Re: [DISCUSS] AIP-72 Task Execution Interface (aka Task SDK)

Jarek Potiuk Wed, 10 Jul 2024 04:15:58 -0700

I have one more general comment, that's worth discussing. While
revising AIP-67 Multi-team, I realised that likely one of the aspects
of "isolation" is not handled here - i. e. DAGFileProcessor parsing.
When converting AIP-67 to use AIP-72 kind of API instead of AIP-44 I
see that there is (likely) a gap to handle there. Of course - in
secure environment -  we cannot allow DAG file parsing to execute
without isolation (same as tasks ) as it provides very similar kind of
security access problems as running task with access to the database
-the code for DAG parsing executed as subprocesses of Scheduler can
potentially access the DB (because it has access to scheduler
configuration) so the whole benefit from having tasks isolated is
gone.


So the question  Ash and others I would love to hear your opinion on
how we should handle this.

1) Should we allow Airflow to run DAGFileProcessor as part of the scheduler ?
2) How should we treat a standalone dag file processor in terms of the
Task API (obviously if we want to keep DB isolation, it can't access
the DB as it does today) ?
3) What do we do with the callbacks that are currently run by the
DAGFileProcessor ?

I believe - this is my line of thought at least that DAG FileProcessor
parsing DAG file should be a specialized kind of task (And I think one
of the comments in the examples in AIP-72 of Ash is also suggesting
that ("but allows for "ParseDAGFile" etc. in future"). I believe that
was the intention, I am bit worried about the "future" part though,
because I think without isolating DAGFileProcessor the whole "Task
API" approach is kinda "toothless" - leaving a big gaping security
hole - so i think the "future" of making DAGFileProcessor talk through
AIP-72 is "Airflow 3.0".

I would love Ash's and others thoughts about it. I made a reference
about it in AIP-67
https://cwiki.apache.org/confluence/display/AIRFLOW/AIP-67+Multi-team+deployment+of+Airflow+components
leaving TODO for the result of this discussion. And I can also briefly
talk about it tomorrow.

J.

On Tue, Jul 9, 2024 at 5:27 PM Michał Modras
<michalmod...@google.com.invalid> wrote:
>
> Thanks for work on this Ash, great to see how the proposal is getting more
> material. Overall I'm positive about the general direction, I left a few
> comments (and questions) on some of the sections.
>
> On Mon, Jul 8, 2024 at 6:11 PM Jarek Potiuk <ja...@potiuk.com> wrote:
>
> > > I’d love to support websockets/async but having a UI action “instantly”
> > (or even near instantly) be sent to the task on the worker is a very
> > difficult thing to achieve (you need some broadcast or message bus type
> > process) so I don’t want to tie this AIP on to needing that.
> >
> > Fair.
> >
> > On Mon, Jul 8, 2024 at 6:08 PM Ash Berlin-Taylor <a...@apache.org> wrote:
> > >
> > > My view is that Async/websockets or not is (largely) an implementation
> > detail and not something we have to worry about at this stage.

• **Recorded information**
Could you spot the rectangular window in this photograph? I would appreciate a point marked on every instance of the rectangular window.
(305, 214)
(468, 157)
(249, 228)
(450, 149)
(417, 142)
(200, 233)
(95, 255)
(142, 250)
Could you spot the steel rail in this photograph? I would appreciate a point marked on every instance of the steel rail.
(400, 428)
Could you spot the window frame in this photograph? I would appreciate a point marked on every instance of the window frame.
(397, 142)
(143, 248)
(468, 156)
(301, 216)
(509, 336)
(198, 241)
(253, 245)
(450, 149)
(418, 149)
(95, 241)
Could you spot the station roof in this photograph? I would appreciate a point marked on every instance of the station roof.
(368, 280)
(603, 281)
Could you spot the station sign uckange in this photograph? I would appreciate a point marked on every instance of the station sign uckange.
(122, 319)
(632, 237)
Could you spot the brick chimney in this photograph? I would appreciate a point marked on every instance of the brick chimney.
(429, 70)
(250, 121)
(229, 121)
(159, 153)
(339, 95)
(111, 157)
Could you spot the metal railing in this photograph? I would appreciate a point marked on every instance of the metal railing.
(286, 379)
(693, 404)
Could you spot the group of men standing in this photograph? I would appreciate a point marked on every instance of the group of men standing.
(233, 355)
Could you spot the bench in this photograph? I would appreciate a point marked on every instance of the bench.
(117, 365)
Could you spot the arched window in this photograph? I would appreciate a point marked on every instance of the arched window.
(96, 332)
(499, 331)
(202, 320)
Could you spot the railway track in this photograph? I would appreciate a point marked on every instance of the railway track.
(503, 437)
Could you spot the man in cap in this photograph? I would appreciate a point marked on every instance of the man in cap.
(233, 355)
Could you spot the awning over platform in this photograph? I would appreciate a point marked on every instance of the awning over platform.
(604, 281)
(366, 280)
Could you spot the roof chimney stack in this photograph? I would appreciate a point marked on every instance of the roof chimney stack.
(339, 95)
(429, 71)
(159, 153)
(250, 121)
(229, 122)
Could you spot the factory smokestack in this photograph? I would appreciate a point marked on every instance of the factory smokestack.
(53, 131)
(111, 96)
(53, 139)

• **Written request 1**
In the AIP-72 thread, what aspect of isolation does Jarek Potiuk say is likely not handled?
• **Written request 2**
List every AIP designation that appears in the AIP-72 thread.
• **Written request 3**
Write out the section of the AIP-72 thread starting with "1) Should we" and going on through "DAGFileProcessor ?".
The material comes from a different source than the AIP-72 thread.

• **Full answer 1**
DAGFileProcessor parsing.

• **Full answer 2**
AIP-72, AIP-67, AIP-44

• **Full answer 3**
1) Should we allow Airflow to run DAGFileProcessor as part of the scheduler ?
2) How should we treat a standalone dag file processor in terms of the
Task API (obviously if we want to keep DB isolation, it can't access
the DB as it does today) ?
3) What do we do with the callbacks that are currently run by the
DAGFileProcessor ?